- AIM:
Set out the rows below as a numbered list, omitting any blank lines and leaving out the pictures.

- ENTRIES SUPPLIED:
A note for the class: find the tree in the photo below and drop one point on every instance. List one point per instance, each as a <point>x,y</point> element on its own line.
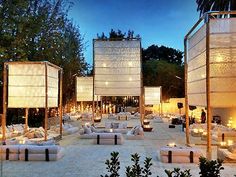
<point>170,55</point>
<point>169,76</point>
<point>40,30</point>
<point>215,5</point>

- ANSWER TO THIS PROBLEM:
1. A note for the class: find the tree in the photo below and drop one point on every instance. List one point per instance, each as a <point>x,y</point> element on its own line.
2. <point>170,55</point>
3. <point>169,76</point>
4. <point>40,30</point>
5. <point>215,5</point>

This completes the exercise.